Soal Latihan = Menurut teks tentang kepemimpinan Abu Bakar, apa saja yang bermunculan selama ia menjadi khalifah? Sebutkan semuanya.

Ada dua faktor utama yang mendasari terpilihnya Abu Bakar sebagai Khalifah. Pertama, menurut pendapat umum yang ada pada zaman itu, seorang khalifah (pemimpin) haruslah berasal dari suku Quraish. Kedua sahabat sependapat tentang ketokohan pribadi (profil) Abu Bakar sebagai khalifah karena beberapa keutamaan yang dimilikinya. Keutamaan tersebut antara lain ia adalah laki-laki dewasa pertama yang memeluk agama Islam, ia satu-satunya sahabat yang menemani nabi Saw pada saat hijrah dan ketika bersembunyi di Gua Sar, ia sering ditunjuk Rasulullah Saw untuk mengimami shalat ketika beliau sedang uzur. Ia keturunan bangsawan, cerdas dan berakhlak mulia.[5]
b.      Potret kepemimpinan Abu Bakkar Ash-Shiddiq dan Implikasinya bagi Peradaban Islam
Abu Bakkar menjadi kahilafah selama dua setengah tahun, tepatnya dua tahun tiga bulan dua puluh hari. Selama Abu Bakkar menjadi khalifah, ia selalu memprioritaskan kemaslahatan ummatnya ini bisa dilihat dari bermunculannya orang-orang yang murtad dari agama Islam, adanya gerakan Nabi Palsu dan Pembangkangan Zakat.

Data yang Diberikan =
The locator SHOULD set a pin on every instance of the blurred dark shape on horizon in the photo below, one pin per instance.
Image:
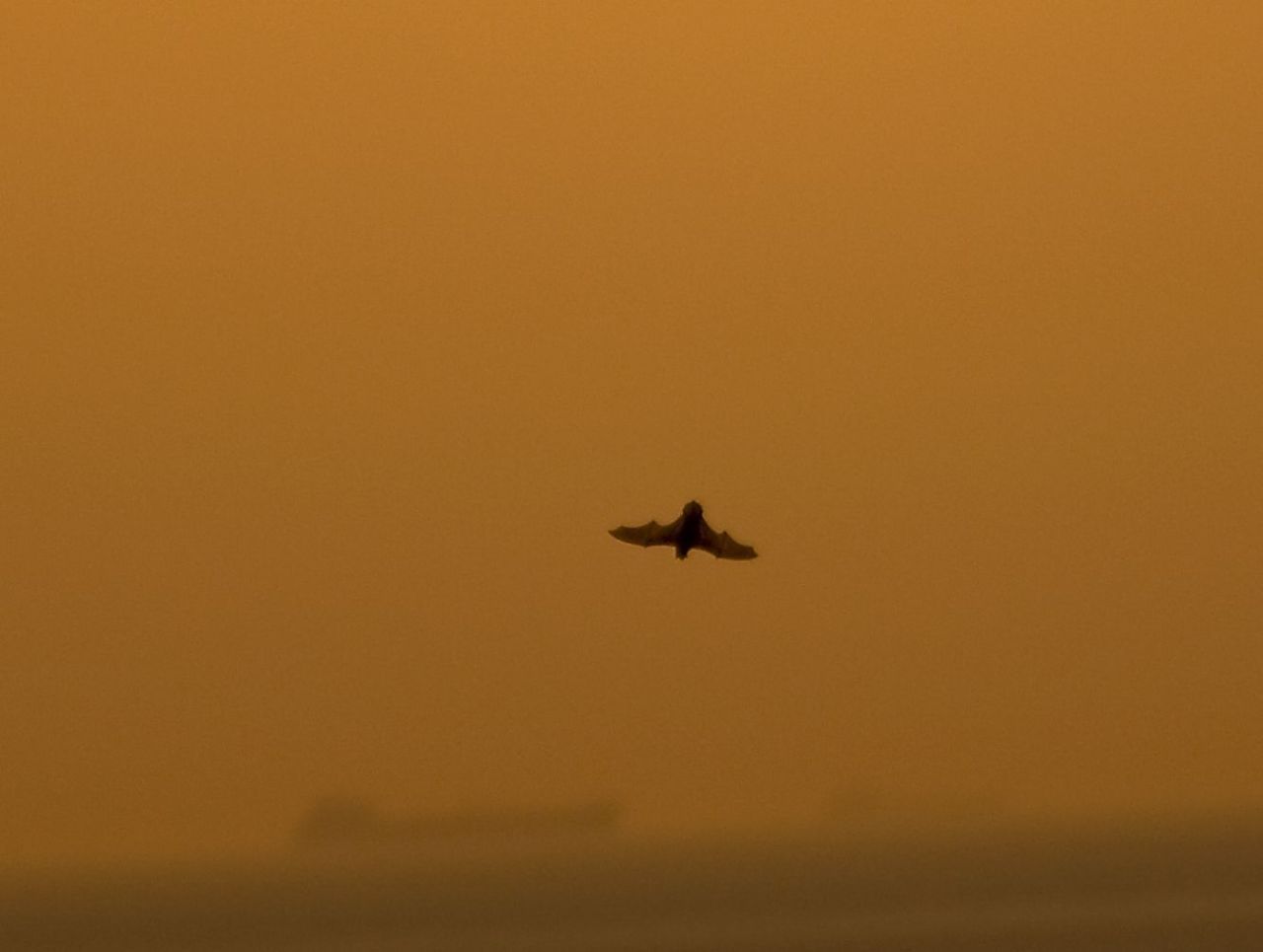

Jawaban Soal = Selama Abu Bakar menjadi khalifah, bermunculan orang-orang yang murtad dari agama Islam, gerakan Nabi Palsu, dan Pembangkangan Zakat.